**What you will do:** The lines you return should be those containing the string "eave", taken from the data below.

**Task inputs:**
- Opening Delimiter -

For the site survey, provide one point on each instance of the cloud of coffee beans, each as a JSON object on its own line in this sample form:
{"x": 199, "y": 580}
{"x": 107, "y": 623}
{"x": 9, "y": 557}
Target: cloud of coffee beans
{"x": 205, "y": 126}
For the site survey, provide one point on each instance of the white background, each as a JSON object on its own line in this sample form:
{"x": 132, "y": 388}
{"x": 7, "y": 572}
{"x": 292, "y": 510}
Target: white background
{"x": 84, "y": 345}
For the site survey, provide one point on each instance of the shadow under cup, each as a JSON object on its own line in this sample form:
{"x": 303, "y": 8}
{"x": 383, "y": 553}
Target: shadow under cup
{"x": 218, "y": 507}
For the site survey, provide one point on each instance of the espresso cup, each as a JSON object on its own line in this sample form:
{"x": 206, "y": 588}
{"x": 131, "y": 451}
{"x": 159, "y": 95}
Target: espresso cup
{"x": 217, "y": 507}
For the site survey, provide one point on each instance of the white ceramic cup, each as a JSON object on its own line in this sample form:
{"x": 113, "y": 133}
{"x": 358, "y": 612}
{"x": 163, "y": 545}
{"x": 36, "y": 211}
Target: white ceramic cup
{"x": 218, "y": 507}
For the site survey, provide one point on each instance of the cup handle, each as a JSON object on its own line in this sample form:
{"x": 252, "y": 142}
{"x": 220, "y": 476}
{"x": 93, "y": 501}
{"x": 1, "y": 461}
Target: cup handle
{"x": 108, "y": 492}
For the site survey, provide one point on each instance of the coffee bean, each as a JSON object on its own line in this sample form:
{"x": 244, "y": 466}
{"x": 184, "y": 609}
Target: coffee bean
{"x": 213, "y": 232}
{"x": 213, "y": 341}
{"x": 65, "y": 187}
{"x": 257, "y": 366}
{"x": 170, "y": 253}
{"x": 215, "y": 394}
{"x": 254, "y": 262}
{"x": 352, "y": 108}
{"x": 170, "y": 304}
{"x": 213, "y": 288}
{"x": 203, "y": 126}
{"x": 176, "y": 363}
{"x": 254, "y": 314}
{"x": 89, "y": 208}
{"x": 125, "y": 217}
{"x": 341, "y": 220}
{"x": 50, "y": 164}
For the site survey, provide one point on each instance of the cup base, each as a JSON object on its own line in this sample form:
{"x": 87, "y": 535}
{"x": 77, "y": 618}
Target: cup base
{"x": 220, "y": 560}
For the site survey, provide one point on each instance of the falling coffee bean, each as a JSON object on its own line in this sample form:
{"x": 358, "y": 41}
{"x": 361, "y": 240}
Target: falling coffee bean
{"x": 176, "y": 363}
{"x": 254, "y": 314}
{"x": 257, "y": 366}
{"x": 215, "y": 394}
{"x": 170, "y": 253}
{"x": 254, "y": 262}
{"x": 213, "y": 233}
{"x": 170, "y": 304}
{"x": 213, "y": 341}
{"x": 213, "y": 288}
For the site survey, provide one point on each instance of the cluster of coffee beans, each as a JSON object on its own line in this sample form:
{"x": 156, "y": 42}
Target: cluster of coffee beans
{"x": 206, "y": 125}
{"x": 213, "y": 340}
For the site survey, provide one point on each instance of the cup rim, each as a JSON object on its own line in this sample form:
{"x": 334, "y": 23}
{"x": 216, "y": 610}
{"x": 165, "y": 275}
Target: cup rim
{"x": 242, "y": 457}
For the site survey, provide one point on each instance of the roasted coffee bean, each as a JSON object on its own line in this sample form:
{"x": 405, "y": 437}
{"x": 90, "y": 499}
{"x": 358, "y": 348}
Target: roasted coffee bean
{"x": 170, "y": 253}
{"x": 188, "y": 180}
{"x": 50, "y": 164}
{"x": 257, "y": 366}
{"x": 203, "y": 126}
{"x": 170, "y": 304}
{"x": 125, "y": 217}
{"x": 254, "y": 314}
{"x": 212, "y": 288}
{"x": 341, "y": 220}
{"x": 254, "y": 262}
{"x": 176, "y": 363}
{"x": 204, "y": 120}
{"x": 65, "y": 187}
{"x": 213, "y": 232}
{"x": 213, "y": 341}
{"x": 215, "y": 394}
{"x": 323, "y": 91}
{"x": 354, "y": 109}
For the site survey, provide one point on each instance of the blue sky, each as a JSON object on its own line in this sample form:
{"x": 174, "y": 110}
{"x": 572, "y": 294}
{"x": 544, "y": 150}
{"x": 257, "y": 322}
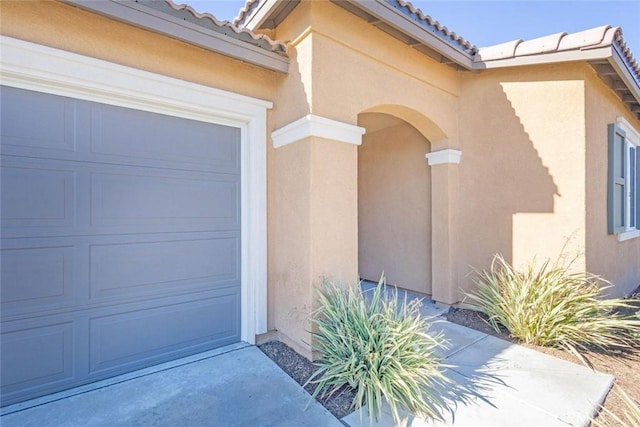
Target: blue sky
{"x": 486, "y": 23}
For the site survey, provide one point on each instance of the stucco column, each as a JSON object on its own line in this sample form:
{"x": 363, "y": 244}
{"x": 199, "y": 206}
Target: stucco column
{"x": 444, "y": 195}
{"x": 316, "y": 228}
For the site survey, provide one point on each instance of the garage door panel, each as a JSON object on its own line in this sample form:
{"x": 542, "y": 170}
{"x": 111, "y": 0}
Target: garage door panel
{"x": 36, "y": 356}
{"x": 131, "y": 268}
{"x": 33, "y": 121}
{"x": 121, "y": 200}
{"x": 121, "y": 242}
{"x": 143, "y": 336}
{"x": 35, "y": 278}
{"x": 135, "y": 135}
{"x": 35, "y": 197}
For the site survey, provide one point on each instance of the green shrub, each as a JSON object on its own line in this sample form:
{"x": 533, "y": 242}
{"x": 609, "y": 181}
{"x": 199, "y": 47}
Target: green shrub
{"x": 378, "y": 346}
{"x": 631, "y": 417}
{"x": 548, "y": 305}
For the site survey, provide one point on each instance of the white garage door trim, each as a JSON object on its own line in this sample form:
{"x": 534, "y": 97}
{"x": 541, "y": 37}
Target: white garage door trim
{"x": 35, "y": 67}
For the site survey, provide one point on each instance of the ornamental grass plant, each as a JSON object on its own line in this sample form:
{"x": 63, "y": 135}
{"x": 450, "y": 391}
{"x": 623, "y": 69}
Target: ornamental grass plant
{"x": 549, "y": 305}
{"x": 377, "y": 345}
{"x": 631, "y": 417}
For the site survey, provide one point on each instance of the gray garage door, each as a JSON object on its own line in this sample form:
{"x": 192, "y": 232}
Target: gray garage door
{"x": 120, "y": 240}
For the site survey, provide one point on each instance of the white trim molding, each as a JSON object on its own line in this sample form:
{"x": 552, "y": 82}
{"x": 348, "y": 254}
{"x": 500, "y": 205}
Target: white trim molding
{"x": 628, "y": 235}
{"x": 446, "y": 156}
{"x": 312, "y": 125}
{"x": 39, "y": 68}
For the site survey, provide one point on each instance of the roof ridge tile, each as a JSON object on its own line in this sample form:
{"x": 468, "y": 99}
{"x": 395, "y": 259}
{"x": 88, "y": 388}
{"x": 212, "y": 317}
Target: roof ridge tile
{"x": 206, "y": 19}
{"x": 427, "y": 19}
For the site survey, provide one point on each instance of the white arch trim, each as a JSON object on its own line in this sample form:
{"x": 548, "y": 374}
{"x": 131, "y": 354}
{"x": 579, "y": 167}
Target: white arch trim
{"x": 446, "y": 156}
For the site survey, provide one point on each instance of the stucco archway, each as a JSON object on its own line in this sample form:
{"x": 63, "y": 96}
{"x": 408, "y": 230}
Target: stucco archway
{"x": 395, "y": 200}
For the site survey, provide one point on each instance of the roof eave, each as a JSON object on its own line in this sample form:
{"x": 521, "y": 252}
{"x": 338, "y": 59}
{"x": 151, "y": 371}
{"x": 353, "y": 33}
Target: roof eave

- Closing Delimiter -

**Task response:**
For the site survey, provide one point on each instance of the roof eave, each as a JSON object on its own line in this sample form:
Target: roof eave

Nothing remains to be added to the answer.